Task statement: Copy all of the items below word for word, leaving the pictures out of your answer.

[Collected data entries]
□ □ □ □ □
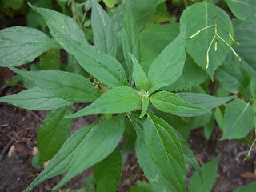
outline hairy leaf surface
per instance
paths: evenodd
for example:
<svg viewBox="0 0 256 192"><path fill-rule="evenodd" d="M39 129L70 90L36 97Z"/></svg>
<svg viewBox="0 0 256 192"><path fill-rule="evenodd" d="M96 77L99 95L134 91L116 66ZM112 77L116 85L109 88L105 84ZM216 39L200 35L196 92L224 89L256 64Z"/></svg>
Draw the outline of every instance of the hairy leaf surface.
<svg viewBox="0 0 256 192"><path fill-rule="evenodd" d="M58 43L42 32L24 26L14 26L0 31L0 66L18 66L58 49Z"/></svg>

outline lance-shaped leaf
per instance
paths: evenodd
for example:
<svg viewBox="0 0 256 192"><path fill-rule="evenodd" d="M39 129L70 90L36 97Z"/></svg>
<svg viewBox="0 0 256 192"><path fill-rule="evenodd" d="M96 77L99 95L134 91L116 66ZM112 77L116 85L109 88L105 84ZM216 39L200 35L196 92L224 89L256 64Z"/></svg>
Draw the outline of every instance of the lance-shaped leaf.
<svg viewBox="0 0 256 192"><path fill-rule="evenodd" d="M112 21L96 0L91 2L91 26L96 47L115 58L118 50L118 39Z"/></svg>
<svg viewBox="0 0 256 192"><path fill-rule="evenodd" d="M216 19L219 36L230 44L232 42L227 32L233 35L233 27L229 15L222 9L209 1L195 3L186 8L181 17L181 30L186 27L186 37L189 38L199 30L214 24ZM196 21L196 22L195 22ZM193 23L193 25L191 25ZM218 38L218 50L211 46L209 51L209 67L207 64L207 50L214 36L214 26L202 30L192 38L185 40L185 46L195 62L205 70L212 78L215 70L224 61L230 48Z"/></svg>
<svg viewBox="0 0 256 192"><path fill-rule="evenodd" d="M219 158L220 154L202 167L203 182L202 182L198 172L193 174L188 186L189 192L211 191L217 176Z"/></svg>
<svg viewBox="0 0 256 192"><path fill-rule="evenodd" d="M1 97L0 102L8 102L27 110L50 110L70 106L73 102L50 96L39 87L34 87L16 94Z"/></svg>
<svg viewBox="0 0 256 192"><path fill-rule="evenodd" d="M225 0L225 2L234 15L240 20L246 20L256 15L256 2L254 0Z"/></svg>
<svg viewBox="0 0 256 192"><path fill-rule="evenodd" d="M58 43L42 32L32 28L14 26L0 31L0 66L18 66L58 49Z"/></svg>
<svg viewBox="0 0 256 192"><path fill-rule="evenodd" d="M177 93L176 94L181 97L185 102L190 102L194 105L207 108L209 110L219 106L236 98L235 96L214 97L204 94L186 92Z"/></svg>
<svg viewBox="0 0 256 192"><path fill-rule="evenodd" d="M186 191L186 167L178 139L170 126L162 126L151 116L143 124L149 154L162 175L173 185L174 191Z"/></svg>
<svg viewBox="0 0 256 192"><path fill-rule="evenodd" d="M67 116L78 118L94 114L125 113L141 105L141 96L127 86L115 87L102 94L94 102L78 112Z"/></svg>
<svg viewBox="0 0 256 192"><path fill-rule="evenodd" d="M93 130L84 140L83 145L78 148L79 154L72 159L69 172L53 190L62 186L77 174L111 154L118 144L124 129L123 115L119 115Z"/></svg>
<svg viewBox="0 0 256 192"><path fill-rule="evenodd" d="M122 50L126 63L128 68L129 80L133 83L134 81L134 65L131 61L129 53L132 54L135 58L139 58L139 46L138 46L138 34L135 19L130 6L130 2L126 4L126 14L122 21L123 31L122 31Z"/></svg>
<svg viewBox="0 0 256 192"><path fill-rule="evenodd" d="M106 158L94 166L97 192L115 192L120 180L122 155L118 146Z"/></svg>
<svg viewBox="0 0 256 192"><path fill-rule="evenodd" d="M132 60L132 62L134 63L136 87L141 90L146 91L147 90L147 87L149 86L149 80L146 77L146 74L145 74L142 66L139 65L136 58L131 54L129 55Z"/></svg>
<svg viewBox="0 0 256 192"><path fill-rule="evenodd" d="M222 139L242 138L254 126L254 114L250 102L235 99L226 108Z"/></svg>
<svg viewBox="0 0 256 192"><path fill-rule="evenodd" d="M33 81L46 94L67 101L89 102L94 101L99 95L87 78L76 74L55 70L25 71L11 69Z"/></svg>
<svg viewBox="0 0 256 192"><path fill-rule="evenodd" d="M54 26L54 27L68 35L73 40L87 44L84 32L71 18L50 9L36 7L30 4L30 6L40 14L47 25Z"/></svg>
<svg viewBox="0 0 256 192"><path fill-rule="evenodd" d="M172 84L182 74L186 60L182 38L182 34L178 35L151 63L148 72L149 93Z"/></svg>
<svg viewBox="0 0 256 192"><path fill-rule="evenodd" d="M65 142L46 169L24 192L31 190L48 178L70 170L71 167L79 166L78 171L82 172L102 161L116 148L123 130L122 116L112 118L101 125L97 121L79 129Z"/></svg>
<svg viewBox="0 0 256 192"><path fill-rule="evenodd" d="M210 112L206 108L185 102L177 94L167 91L154 94L150 97L150 101L158 110L179 116L194 116Z"/></svg>
<svg viewBox="0 0 256 192"><path fill-rule="evenodd" d="M133 124L137 134L136 138L136 155L140 166L146 174L150 183L154 186L154 191L162 192L165 190L173 191L173 185L163 175L149 153L145 142L145 135L142 129L142 125L139 121L133 121Z"/></svg>
<svg viewBox="0 0 256 192"><path fill-rule="evenodd" d="M64 116L71 113L71 106L53 110L40 125L37 135L40 164L52 158L69 137L71 121Z"/></svg>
□ □ □ □ □
Expected answer:
outline hairy leaf surface
per instance
paths: evenodd
for example:
<svg viewBox="0 0 256 192"><path fill-rule="evenodd" d="M39 129L70 90L36 97Z"/></svg>
<svg viewBox="0 0 256 192"><path fill-rule="evenodd" d="M96 77L99 95L134 91L116 66ZM112 77L116 85L109 88L105 84ZM216 39L200 35L196 92L224 89L256 64Z"/></svg>
Draw the outline of every instance of the hairy leaf surface.
<svg viewBox="0 0 256 192"><path fill-rule="evenodd" d="M58 43L42 32L24 26L14 26L0 31L0 66L18 66L58 49Z"/></svg>

outline lance-shaped leaf
per instance
paths: evenodd
for example:
<svg viewBox="0 0 256 192"><path fill-rule="evenodd" d="M39 129L70 90L36 97Z"/></svg>
<svg viewBox="0 0 256 192"><path fill-rule="evenodd" d="M96 77L99 95L134 91L116 66ZM112 77L116 85L109 88L105 84ZM216 39L200 35L196 92L224 89L256 64Z"/></svg>
Draw the outline of every instance of the lance-shaped leaf.
<svg viewBox="0 0 256 192"><path fill-rule="evenodd" d="M112 21L96 0L91 2L91 26L96 47L115 58L118 50L118 39Z"/></svg>
<svg viewBox="0 0 256 192"><path fill-rule="evenodd" d="M216 19L219 36L230 44L232 42L227 32L233 35L233 27L229 15L222 9L209 1L195 3L186 8L181 17L181 30L186 27L186 37L189 38L199 30L214 24ZM196 21L196 22L195 22ZM193 23L193 25L191 25ZM218 38L218 50L211 46L209 51L209 67L207 64L207 50L214 36L214 26L202 30L192 38L185 40L185 46L195 62L205 70L212 78L215 70L224 61L230 48Z"/></svg>
<svg viewBox="0 0 256 192"><path fill-rule="evenodd" d="M219 158L220 154L202 167L203 182L202 182L198 172L193 174L188 186L189 192L211 191L217 176Z"/></svg>
<svg viewBox="0 0 256 192"><path fill-rule="evenodd" d="M1 97L0 102L8 102L27 110L50 110L70 106L73 102L50 96L39 87L34 87L16 94Z"/></svg>
<svg viewBox="0 0 256 192"><path fill-rule="evenodd" d="M225 0L225 2L234 15L240 20L246 20L256 15L256 2L254 0Z"/></svg>
<svg viewBox="0 0 256 192"><path fill-rule="evenodd" d="M58 43L42 32L32 28L14 26L0 31L0 66L18 66L58 49Z"/></svg>
<svg viewBox="0 0 256 192"><path fill-rule="evenodd" d="M177 93L176 94L181 97L185 102L190 102L194 105L207 108L209 110L219 106L236 98L235 96L214 97L204 94L186 92Z"/></svg>
<svg viewBox="0 0 256 192"><path fill-rule="evenodd" d="M186 191L186 167L178 139L170 126L162 126L151 116L143 124L149 154L162 175L173 185L174 191Z"/></svg>
<svg viewBox="0 0 256 192"><path fill-rule="evenodd" d="M67 116L78 118L94 114L125 113L141 105L141 96L127 86L115 87L102 94L94 102L78 112Z"/></svg>
<svg viewBox="0 0 256 192"><path fill-rule="evenodd" d="M93 130L84 140L83 145L78 148L79 154L72 159L69 172L53 190L62 186L77 174L111 154L118 144L124 129L123 115L119 115Z"/></svg>
<svg viewBox="0 0 256 192"><path fill-rule="evenodd" d="M122 50L126 63L128 68L129 80L133 83L134 81L134 65L131 61L129 53L132 54L135 58L139 58L139 46L138 46L138 34L135 19L130 6L130 2L126 4L126 14L122 21L123 31L122 31Z"/></svg>
<svg viewBox="0 0 256 192"><path fill-rule="evenodd" d="M106 158L94 166L97 192L115 192L120 180L122 155L118 146Z"/></svg>
<svg viewBox="0 0 256 192"><path fill-rule="evenodd" d="M132 60L132 62L134 63L136 87L141 90L146 91L147 90L147 87L149 86L149 80L146 77L146 74L145 74L142 66L139 65L136 58L131 54L129 55Z"/></svg>
<svg viewBox="0 0 256 192"><path fill-rule="evenodd" d="M222 139L242 138L254 126L254 114L250 102L235 99L226 108Z"/></svg>
<svg viewBox="0 0 256 192"><path fill-rule="evenodd" d="M33 81L46 94L67 101L89 102L94 101L99 95L87 78L76 74L55 70L25 71L11 69Z"/></svg>
<svg viewBox="0 0 256 192"><path fill-rule="evenodd" d="M54 26L54 27L68 35L73 40L87 44L84 32L71 18L50 9L36 7L30 4L30 6L40 14L47 25Z"/></svg>
<svg viewBox="0 0 256 192"><path fill-rule="evenodd" d="M172 84L182 74L186 60L182 38L182 34L178 35L151 63L148 72L149 93Z"/></svg>
<svg viewBox="0 0 256 192"><path fill-rule="evenodd" d="M65 142L46 169L24 192L31 190L48 178L70 170L71 167L79 166L78 171L82 172L102 161L116 148L123 130L122 116L112 118L101 125L97 121L79 129Z"/></svg>
<svg viewBox="0 0 256 192"><path fill-rule="evenodd" d="M210 112L206 108L185 102L177 94L167 91L154 94L150 97L150 101L158 110L179 116L194 116Z"/></svg>
<svg viewBox="0 0 256 192"><path fill-rule="evenodd" d="M133 124L137 134L136 138L136 155L140 166L146 174L150 183L154 186L154 191L162 192L165 190L173 191L173 185L163 175L149 153L145 142L145 135L142 129L142 125L139 121L133 121Z"/></svg>
<svg viewBox="0 0 256 192"><path fill-rule="evenodd" d="M64 116L71 113L71 106L53 110L40 125L37 135L40 164L52 158L69 137L71 121Z"/></svg>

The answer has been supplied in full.